What is required = Only the lines from the one containing "shaped like [266,48]." through the last line below should be written out, exactly and with both ends kept.
## START Given entries
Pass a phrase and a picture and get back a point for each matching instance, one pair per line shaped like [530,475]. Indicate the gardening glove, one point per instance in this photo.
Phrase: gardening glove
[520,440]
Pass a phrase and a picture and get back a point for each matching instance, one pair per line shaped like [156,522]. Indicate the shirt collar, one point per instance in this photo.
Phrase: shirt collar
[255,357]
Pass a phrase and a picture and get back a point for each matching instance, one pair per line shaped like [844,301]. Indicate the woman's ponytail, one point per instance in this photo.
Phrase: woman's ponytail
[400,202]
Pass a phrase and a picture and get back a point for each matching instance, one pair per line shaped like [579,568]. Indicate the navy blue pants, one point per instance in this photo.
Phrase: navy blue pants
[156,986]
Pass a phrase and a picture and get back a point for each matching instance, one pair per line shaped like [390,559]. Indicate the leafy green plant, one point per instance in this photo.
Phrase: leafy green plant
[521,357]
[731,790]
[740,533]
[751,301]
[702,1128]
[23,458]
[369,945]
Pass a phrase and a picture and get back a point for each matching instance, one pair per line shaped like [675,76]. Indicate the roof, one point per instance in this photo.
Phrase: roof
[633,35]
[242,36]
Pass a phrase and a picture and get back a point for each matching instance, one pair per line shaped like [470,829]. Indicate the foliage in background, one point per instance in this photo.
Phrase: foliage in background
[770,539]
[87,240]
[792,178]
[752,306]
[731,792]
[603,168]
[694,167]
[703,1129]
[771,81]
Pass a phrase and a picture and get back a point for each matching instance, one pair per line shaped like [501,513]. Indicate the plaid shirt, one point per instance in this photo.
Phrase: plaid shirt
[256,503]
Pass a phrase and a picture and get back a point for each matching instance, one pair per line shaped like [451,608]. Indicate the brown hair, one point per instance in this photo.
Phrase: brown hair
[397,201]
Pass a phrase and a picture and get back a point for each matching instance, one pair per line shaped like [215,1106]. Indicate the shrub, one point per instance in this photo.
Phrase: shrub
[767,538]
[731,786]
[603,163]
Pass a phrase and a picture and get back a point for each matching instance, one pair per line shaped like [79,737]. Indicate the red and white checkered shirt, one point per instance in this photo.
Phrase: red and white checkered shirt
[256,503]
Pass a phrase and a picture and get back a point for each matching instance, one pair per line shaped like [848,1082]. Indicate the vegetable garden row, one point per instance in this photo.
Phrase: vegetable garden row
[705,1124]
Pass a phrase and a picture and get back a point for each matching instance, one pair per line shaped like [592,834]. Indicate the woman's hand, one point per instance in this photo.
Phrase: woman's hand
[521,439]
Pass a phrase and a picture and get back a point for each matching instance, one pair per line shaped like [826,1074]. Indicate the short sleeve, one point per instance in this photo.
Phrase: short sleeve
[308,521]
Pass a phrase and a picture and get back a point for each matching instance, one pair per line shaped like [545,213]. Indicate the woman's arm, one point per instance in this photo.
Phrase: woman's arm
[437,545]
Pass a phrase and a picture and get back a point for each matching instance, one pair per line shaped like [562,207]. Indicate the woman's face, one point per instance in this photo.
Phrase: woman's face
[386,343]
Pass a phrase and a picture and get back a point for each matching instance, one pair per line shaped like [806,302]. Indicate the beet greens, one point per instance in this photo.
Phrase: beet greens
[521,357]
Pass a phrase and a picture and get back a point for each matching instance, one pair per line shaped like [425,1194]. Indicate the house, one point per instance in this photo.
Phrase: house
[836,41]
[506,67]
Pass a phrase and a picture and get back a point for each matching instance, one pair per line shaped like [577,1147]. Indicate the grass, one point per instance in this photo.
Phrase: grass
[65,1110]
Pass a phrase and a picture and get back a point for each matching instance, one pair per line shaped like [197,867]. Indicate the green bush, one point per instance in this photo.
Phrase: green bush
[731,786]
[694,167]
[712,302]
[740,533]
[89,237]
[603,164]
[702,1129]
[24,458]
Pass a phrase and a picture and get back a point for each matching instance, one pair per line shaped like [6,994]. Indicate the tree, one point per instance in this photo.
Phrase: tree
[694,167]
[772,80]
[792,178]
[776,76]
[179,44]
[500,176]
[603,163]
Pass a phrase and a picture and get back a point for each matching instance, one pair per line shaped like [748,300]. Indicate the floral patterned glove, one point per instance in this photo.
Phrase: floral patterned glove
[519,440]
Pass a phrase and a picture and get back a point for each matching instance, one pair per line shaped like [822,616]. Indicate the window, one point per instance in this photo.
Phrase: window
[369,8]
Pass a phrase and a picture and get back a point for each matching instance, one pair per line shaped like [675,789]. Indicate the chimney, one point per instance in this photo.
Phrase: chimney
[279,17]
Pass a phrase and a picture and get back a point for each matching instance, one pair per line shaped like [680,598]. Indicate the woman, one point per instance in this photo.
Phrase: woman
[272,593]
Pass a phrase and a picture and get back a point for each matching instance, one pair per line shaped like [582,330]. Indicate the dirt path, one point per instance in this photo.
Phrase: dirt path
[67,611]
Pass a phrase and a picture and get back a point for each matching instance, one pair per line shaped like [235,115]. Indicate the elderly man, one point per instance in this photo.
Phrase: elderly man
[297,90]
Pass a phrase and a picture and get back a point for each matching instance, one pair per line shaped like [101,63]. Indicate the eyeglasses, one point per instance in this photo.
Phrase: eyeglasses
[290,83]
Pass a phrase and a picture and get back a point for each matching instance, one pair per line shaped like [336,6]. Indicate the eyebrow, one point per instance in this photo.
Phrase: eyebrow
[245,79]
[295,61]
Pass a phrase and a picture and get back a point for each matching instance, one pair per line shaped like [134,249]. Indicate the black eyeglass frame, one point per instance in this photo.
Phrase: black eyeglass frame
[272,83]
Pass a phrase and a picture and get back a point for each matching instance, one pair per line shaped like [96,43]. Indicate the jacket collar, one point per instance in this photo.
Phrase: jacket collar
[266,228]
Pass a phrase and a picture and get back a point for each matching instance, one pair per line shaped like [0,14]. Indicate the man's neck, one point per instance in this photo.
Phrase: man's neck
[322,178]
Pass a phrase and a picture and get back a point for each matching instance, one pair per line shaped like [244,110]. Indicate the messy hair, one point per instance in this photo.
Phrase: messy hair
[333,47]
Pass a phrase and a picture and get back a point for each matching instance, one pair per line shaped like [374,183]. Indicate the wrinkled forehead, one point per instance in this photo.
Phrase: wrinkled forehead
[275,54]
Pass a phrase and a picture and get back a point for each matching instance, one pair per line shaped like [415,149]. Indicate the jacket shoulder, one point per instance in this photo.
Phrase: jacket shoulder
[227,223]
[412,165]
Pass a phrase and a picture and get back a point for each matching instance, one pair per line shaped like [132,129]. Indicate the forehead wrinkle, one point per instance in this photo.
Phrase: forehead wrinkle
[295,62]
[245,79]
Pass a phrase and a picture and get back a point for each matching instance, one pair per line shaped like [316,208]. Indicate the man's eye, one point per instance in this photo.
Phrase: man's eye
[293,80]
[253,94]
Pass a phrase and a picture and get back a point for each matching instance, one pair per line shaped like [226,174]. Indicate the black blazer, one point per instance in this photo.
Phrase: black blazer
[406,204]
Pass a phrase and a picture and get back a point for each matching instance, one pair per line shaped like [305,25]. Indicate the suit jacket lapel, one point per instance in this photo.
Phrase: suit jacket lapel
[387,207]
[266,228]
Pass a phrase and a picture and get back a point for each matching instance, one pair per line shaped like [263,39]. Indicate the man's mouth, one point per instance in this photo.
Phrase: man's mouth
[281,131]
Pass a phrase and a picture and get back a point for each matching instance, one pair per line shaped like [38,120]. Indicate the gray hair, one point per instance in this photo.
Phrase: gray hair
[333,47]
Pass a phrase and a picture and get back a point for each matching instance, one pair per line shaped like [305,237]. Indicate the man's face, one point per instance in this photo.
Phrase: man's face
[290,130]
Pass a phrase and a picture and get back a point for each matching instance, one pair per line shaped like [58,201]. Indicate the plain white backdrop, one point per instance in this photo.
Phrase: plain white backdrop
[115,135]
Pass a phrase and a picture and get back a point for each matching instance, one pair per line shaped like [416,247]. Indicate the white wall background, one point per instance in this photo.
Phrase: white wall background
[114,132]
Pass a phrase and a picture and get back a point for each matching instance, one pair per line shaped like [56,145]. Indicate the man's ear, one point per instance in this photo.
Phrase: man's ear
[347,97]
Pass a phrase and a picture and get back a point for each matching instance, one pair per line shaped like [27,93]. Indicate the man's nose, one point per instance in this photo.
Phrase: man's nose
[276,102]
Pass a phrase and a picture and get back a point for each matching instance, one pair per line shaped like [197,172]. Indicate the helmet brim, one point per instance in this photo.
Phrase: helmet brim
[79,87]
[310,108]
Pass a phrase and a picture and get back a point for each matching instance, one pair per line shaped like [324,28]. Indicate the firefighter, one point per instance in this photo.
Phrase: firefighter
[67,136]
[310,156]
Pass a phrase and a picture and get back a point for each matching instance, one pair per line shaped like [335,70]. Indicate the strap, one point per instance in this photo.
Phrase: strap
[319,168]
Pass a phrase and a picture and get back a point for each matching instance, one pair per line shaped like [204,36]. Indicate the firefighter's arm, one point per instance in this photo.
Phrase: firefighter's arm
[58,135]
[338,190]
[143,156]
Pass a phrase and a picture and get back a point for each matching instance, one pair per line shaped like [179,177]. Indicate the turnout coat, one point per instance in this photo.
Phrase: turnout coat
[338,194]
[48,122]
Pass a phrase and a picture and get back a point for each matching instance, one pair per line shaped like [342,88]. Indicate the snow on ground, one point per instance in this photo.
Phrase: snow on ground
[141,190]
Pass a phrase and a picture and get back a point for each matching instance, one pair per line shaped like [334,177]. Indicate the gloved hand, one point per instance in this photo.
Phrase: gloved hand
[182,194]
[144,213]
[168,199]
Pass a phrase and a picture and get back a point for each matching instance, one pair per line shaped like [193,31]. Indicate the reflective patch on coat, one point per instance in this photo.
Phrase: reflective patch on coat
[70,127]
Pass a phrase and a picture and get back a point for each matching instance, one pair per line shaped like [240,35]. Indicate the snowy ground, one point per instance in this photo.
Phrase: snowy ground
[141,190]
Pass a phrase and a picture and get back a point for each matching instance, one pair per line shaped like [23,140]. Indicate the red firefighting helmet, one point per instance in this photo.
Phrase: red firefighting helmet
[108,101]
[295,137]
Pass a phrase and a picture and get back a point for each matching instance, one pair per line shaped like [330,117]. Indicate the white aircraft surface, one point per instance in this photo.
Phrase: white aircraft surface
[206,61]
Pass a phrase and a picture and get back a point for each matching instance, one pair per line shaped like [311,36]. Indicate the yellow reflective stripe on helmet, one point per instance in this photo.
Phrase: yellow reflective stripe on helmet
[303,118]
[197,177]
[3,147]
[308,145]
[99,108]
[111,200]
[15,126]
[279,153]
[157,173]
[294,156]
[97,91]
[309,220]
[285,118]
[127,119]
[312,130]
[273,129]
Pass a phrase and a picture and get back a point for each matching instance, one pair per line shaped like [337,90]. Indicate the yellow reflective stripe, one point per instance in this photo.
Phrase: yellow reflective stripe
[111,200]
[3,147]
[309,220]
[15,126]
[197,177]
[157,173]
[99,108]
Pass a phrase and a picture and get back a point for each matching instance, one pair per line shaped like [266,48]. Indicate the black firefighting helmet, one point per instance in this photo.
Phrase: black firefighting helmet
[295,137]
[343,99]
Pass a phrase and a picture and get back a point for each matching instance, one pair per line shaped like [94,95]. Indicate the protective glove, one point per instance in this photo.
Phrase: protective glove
## END Given entries
Answer to the exercise =
Pass a phrase and a picture and get back a point for each matching instance, one pair per line shaped like [266,48]. Indicate the black firefighting helmet, one point per instance in this photo.
Phrase: black firefighting helmet
[295,137]
[343,99]
Pass a phrase and a picture and get back a point for each matching instance, one pair per line shaped like [94,95]. Indicate the protective glove, one point per instance in this photo.
Phrase: protective glove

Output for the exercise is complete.